**Work required**
If a line contains the word "glass", include it in the count; state how many such lines the listing has and nothing else.

**Extracted material**
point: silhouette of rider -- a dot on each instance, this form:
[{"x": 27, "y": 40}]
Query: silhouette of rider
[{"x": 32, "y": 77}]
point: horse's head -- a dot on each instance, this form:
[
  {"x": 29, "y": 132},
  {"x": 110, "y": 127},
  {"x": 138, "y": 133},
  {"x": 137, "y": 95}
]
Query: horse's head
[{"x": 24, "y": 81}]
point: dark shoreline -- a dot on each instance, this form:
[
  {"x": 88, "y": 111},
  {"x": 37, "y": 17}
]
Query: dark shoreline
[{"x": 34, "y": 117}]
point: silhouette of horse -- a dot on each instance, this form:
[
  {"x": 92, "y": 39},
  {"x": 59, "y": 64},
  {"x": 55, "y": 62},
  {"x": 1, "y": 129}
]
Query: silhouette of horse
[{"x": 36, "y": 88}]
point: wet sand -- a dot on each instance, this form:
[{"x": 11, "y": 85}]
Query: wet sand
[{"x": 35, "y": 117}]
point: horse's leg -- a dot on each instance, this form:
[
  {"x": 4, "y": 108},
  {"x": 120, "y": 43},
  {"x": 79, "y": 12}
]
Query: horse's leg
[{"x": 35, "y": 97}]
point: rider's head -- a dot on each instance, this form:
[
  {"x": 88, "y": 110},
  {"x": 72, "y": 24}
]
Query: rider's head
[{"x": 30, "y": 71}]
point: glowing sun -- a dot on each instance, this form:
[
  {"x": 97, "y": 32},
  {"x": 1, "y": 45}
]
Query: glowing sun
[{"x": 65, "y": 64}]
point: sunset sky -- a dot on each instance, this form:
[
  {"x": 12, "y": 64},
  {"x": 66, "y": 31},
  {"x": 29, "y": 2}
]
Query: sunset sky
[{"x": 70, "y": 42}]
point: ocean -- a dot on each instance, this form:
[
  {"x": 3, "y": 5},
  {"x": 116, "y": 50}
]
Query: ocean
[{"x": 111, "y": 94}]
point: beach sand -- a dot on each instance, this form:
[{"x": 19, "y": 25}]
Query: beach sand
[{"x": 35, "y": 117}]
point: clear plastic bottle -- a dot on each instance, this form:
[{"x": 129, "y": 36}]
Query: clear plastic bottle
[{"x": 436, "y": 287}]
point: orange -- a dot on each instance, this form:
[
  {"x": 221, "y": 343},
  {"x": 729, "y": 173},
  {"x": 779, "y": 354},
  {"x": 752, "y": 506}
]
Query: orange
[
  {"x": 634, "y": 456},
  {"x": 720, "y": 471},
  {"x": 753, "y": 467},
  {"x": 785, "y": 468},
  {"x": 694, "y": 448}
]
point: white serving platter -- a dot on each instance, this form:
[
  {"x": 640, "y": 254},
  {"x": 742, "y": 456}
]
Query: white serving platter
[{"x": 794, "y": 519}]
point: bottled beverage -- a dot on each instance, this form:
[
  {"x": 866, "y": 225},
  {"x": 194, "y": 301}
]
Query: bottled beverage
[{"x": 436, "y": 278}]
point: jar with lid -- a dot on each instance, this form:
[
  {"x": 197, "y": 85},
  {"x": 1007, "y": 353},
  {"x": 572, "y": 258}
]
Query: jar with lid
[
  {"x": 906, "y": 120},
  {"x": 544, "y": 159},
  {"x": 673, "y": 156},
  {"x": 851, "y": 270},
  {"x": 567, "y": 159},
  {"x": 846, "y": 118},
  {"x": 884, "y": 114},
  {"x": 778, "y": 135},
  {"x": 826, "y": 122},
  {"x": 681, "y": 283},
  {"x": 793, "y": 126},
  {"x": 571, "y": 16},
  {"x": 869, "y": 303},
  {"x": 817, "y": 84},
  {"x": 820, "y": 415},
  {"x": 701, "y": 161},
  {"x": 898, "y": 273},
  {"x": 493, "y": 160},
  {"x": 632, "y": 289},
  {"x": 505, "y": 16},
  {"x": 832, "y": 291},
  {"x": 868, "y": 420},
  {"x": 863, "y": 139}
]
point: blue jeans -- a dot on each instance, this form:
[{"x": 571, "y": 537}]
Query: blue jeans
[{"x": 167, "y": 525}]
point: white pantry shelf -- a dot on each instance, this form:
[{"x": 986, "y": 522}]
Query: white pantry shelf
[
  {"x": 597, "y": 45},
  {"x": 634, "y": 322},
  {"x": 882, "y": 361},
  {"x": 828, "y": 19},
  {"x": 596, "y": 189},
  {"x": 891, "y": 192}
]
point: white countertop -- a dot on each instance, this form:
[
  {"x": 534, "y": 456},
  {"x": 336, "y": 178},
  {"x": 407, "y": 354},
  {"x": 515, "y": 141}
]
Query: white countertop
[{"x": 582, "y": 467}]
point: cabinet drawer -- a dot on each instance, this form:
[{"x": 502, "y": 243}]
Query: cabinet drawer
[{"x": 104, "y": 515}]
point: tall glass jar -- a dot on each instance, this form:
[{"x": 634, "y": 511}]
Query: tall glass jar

**Answer section**
2